WORK TASK
Below are the records. Count the lines containing the string "column", and reply with the number alone.

PROVIDED ENTRIES
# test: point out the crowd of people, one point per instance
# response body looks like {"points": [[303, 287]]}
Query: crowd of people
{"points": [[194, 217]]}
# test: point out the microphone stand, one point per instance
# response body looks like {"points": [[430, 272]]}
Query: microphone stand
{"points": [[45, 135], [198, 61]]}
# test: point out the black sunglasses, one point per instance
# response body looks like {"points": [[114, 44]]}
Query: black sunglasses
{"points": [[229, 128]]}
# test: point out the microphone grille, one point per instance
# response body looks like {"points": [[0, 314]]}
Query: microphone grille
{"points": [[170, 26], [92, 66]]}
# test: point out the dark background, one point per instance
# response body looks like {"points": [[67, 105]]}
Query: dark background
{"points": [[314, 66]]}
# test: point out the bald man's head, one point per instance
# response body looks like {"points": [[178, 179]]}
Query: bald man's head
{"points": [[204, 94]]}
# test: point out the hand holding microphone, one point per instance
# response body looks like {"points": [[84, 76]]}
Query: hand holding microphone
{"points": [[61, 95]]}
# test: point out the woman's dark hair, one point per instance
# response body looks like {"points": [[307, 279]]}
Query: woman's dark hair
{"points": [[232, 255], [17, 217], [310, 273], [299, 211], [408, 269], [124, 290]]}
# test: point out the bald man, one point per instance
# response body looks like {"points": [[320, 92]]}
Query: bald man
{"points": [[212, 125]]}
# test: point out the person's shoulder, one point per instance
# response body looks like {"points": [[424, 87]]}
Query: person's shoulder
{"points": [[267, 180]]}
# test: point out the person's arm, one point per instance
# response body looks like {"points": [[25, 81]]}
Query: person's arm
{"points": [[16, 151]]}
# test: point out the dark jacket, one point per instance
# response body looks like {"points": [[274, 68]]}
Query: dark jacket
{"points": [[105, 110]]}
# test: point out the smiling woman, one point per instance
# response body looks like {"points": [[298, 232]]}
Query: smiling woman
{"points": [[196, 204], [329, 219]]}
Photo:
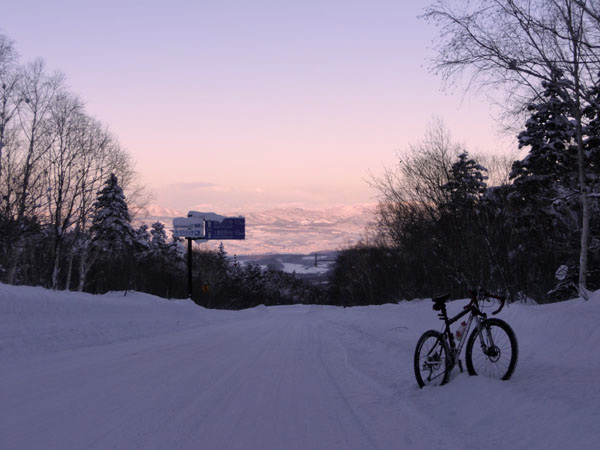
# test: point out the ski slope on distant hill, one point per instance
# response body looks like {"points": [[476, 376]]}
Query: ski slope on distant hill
{"points": [[138, 372]]}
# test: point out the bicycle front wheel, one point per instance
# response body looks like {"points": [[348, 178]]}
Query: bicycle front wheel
{"points": [[432, 360], [494, 351]]}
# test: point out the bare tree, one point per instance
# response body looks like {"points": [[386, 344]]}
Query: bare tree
{"points": [[517, 44]]}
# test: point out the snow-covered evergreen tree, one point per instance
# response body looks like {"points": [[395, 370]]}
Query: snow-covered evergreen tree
{"points": [[111, 227], [550, 167], [466, 182]]}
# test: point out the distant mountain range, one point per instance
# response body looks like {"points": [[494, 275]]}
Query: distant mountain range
{"points": [[287, 230]]}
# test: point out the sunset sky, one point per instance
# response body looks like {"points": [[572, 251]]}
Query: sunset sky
{"points": [[244, 105]]}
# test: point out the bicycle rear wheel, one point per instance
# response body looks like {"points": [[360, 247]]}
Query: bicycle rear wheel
{"points": [[432, 359], [497, 353]]}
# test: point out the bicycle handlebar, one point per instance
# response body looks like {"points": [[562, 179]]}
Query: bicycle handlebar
{"points": [[474, 298], [502, 299]]}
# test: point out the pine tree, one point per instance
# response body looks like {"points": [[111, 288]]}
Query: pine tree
{"points": [[544, 199], [113, 239], [466, 183], [111, 227], [550, 168]]}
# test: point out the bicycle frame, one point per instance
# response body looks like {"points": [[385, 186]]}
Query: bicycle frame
{"points": [[475, 315]]}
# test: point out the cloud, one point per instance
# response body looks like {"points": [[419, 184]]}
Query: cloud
{"points": [[198, 185]]}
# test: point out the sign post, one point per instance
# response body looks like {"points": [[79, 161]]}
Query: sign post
{"points": [[199, 226]]}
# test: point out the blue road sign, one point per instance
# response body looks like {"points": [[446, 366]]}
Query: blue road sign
{"points": [[228, 228]]}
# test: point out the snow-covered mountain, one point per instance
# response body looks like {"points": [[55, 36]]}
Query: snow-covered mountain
{"points": [[287, 230]]}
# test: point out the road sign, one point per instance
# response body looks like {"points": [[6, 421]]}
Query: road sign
{"points": [[207, 226], [188, 227], [228, 228]]}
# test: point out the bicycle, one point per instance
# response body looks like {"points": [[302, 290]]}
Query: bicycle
{"points": [[437, 353]]}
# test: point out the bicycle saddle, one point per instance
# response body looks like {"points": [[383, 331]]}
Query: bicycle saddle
{"points": [[439, 301]]}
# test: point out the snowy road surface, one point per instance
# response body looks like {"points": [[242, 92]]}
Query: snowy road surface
{"points": [[293, 377]]}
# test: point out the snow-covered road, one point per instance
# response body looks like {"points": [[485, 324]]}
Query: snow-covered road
{"points": [[293, 377]]}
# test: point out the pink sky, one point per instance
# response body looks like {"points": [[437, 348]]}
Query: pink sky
{"points": [[242, 105]]}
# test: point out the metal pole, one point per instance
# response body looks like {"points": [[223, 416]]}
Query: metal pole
{"points": [[189, 267]]}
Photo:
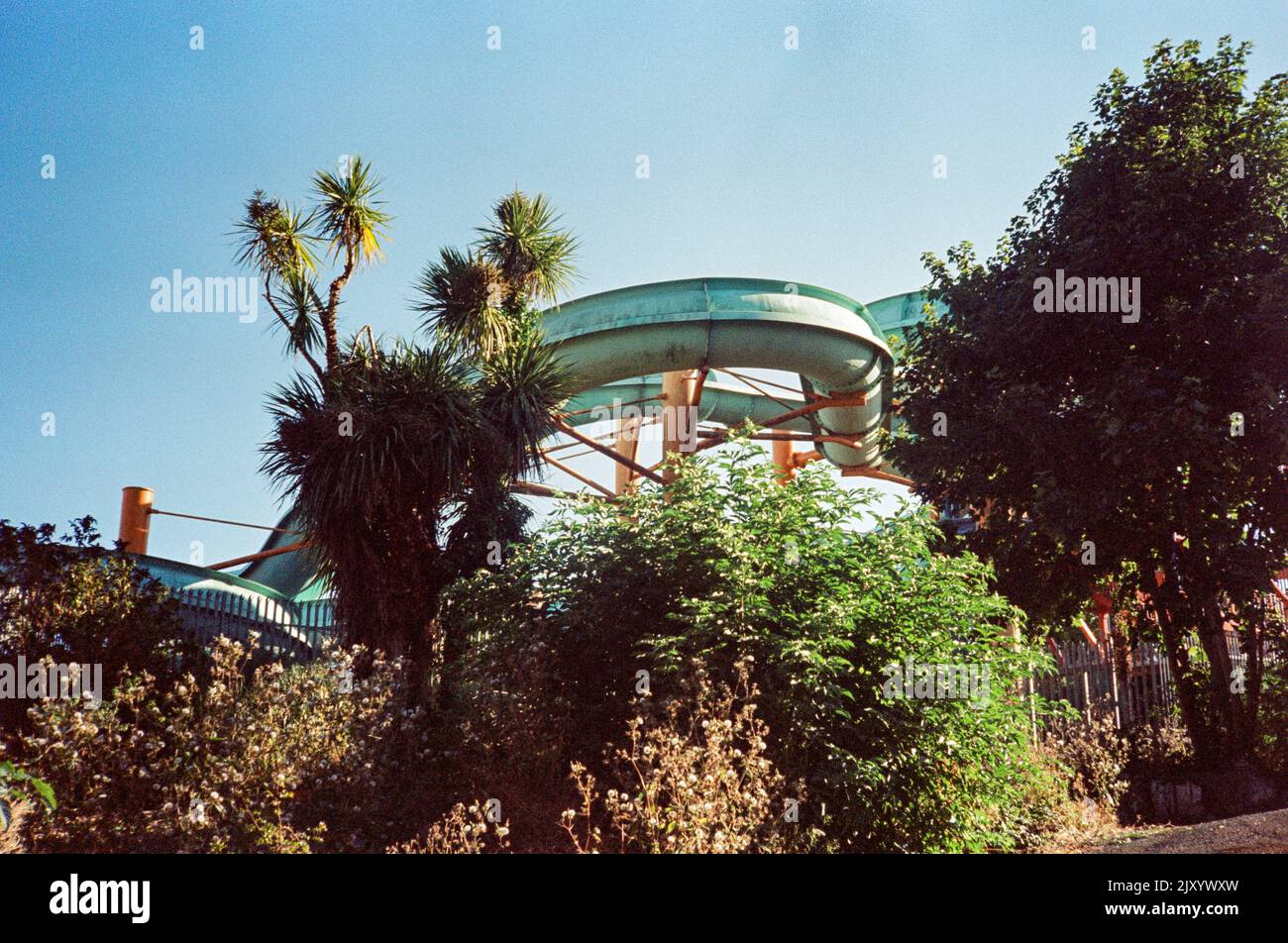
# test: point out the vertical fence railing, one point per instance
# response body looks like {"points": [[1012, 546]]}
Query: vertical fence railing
{"points": [[287, 633], [1133, 684]]}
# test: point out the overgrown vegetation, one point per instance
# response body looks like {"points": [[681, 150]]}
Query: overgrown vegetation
{"points": [[726, 566], [1131, 442]]}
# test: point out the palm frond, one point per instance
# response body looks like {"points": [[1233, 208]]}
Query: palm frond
{"points": [[463, 299], [274, 237], [535, 258], [348, 211]]}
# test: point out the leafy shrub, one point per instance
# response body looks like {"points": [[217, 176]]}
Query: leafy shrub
{"points": [[730, 565], [696, 781], [77, 602], [282, 760]]}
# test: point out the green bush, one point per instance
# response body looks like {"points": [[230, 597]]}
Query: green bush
{"points": [[729, 565], [77, 602]]}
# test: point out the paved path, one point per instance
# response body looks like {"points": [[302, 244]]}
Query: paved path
{"points": [[1263, 832]]}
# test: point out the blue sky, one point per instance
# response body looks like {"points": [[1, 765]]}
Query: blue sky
{"points": [[809, 165]]}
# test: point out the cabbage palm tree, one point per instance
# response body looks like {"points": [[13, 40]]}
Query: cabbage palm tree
{"points": [[277, 241], [399, 458]]}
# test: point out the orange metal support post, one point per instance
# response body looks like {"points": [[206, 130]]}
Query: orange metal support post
{"points": [[136, 514]]}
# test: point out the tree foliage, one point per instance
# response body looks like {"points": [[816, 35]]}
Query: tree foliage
{"points": [[725, 566], [1140, 457]]}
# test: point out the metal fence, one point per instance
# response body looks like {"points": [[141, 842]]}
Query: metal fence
{"points": [[1134, 684]]}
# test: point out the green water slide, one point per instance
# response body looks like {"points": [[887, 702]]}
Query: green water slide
{"points": [[612, 338], [618, 344]]}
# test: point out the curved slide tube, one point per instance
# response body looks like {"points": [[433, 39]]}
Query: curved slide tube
{"points": [[738, 324]]}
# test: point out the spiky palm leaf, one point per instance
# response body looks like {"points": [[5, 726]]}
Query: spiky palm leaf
{"points": [[463, 298], [295, 298], [535, 258], [522, 389], [349, 214], [274, 239]]}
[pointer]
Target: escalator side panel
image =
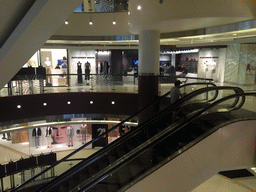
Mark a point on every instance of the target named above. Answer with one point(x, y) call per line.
point(230, 147)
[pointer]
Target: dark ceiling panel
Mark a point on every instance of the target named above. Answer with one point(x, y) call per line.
point(13, 12)
point(232, 174)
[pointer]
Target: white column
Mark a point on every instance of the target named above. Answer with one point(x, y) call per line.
point(149, 52)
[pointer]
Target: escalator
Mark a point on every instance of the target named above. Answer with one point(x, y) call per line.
point(148, 146)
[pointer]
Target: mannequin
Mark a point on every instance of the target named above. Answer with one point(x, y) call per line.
point(64, 67)
point(79, 73)
point(70, 133)
point(87, 71)
point(3, 136)
point(36, 133)
point(9, 138)
point(49, 137)
point(98, 68)
point(48, 64)
point(83, 133)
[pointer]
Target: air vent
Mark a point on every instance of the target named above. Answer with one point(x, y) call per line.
point(236, 173)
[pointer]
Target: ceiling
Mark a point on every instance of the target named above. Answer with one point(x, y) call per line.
point(217, 39)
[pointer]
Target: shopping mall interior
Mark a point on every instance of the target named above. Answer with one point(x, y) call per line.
point(85, 95)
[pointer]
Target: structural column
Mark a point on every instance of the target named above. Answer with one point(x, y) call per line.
point(149, 51)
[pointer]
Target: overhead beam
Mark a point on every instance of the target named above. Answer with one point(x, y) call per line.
point(38, 25)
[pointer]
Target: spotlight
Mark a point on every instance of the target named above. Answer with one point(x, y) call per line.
point(139, 7)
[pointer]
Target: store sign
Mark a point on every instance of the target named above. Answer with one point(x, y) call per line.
point(250, 68)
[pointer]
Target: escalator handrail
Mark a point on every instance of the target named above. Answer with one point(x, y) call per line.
point(102, 135)
point(189, 96)
point(195, 116)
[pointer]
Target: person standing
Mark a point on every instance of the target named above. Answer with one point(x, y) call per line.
point(49, 137)
point(36, 133)
point(175, 95)
point(83, 133)
point(70, 133)
point(87, 71)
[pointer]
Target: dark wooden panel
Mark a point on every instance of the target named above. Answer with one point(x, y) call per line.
point(32, 105)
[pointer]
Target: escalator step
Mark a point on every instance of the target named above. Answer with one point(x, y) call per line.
point(103, 162)
point(112, 157)
point(63, 188)
point(122, 150)
point(72, 183)
point(93, 168)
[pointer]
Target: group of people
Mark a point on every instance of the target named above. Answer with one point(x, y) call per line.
point(170, 69)
point(175, 95)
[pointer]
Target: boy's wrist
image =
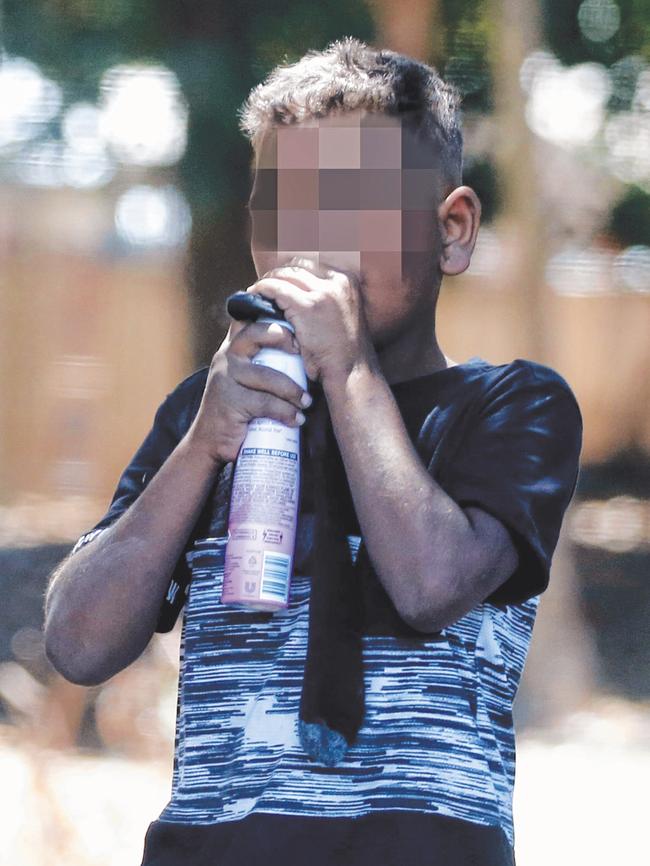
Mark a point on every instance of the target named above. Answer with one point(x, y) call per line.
point(338, 383)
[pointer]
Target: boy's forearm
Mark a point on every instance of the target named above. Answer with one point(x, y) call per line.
point(414, 532)
point(103, 603)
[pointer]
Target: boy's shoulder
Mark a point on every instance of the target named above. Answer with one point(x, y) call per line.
point(519, 373)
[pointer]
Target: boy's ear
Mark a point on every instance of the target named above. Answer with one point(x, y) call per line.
point(459, 217)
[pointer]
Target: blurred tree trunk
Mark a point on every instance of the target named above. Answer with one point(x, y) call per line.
point(412, 27)
point(559, 675)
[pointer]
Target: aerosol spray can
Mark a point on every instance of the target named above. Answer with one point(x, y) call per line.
point(266, 486)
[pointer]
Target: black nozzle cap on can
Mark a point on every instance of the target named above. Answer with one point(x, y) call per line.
point(252, 306)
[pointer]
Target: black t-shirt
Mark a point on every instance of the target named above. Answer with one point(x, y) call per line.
point(505, 438)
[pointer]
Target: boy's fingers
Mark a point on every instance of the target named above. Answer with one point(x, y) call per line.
point(255, 335)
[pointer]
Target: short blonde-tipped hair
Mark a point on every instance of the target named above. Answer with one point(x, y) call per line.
point(349, 75)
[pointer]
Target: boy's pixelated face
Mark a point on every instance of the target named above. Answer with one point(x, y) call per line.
point(355, 191)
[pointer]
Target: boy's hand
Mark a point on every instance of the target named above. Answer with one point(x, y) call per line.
point(237, 390)
point(326, 308)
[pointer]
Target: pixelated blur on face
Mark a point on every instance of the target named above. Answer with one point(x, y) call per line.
point(353, 190)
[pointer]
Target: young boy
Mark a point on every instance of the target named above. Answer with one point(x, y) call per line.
point(459, 474)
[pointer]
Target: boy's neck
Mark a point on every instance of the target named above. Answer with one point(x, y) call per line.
point(409, 358)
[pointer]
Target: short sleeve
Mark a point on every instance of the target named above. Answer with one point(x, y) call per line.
point(170, 423)
point(519, 461)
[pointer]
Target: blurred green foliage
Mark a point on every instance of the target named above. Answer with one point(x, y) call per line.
point(629, 221)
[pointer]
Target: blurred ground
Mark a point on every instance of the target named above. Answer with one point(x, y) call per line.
point(573, 787)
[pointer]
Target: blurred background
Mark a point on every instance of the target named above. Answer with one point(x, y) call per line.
point(123, 181)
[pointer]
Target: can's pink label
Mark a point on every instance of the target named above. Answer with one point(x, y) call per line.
point(262, 523)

WRITTEN SOLUTION
2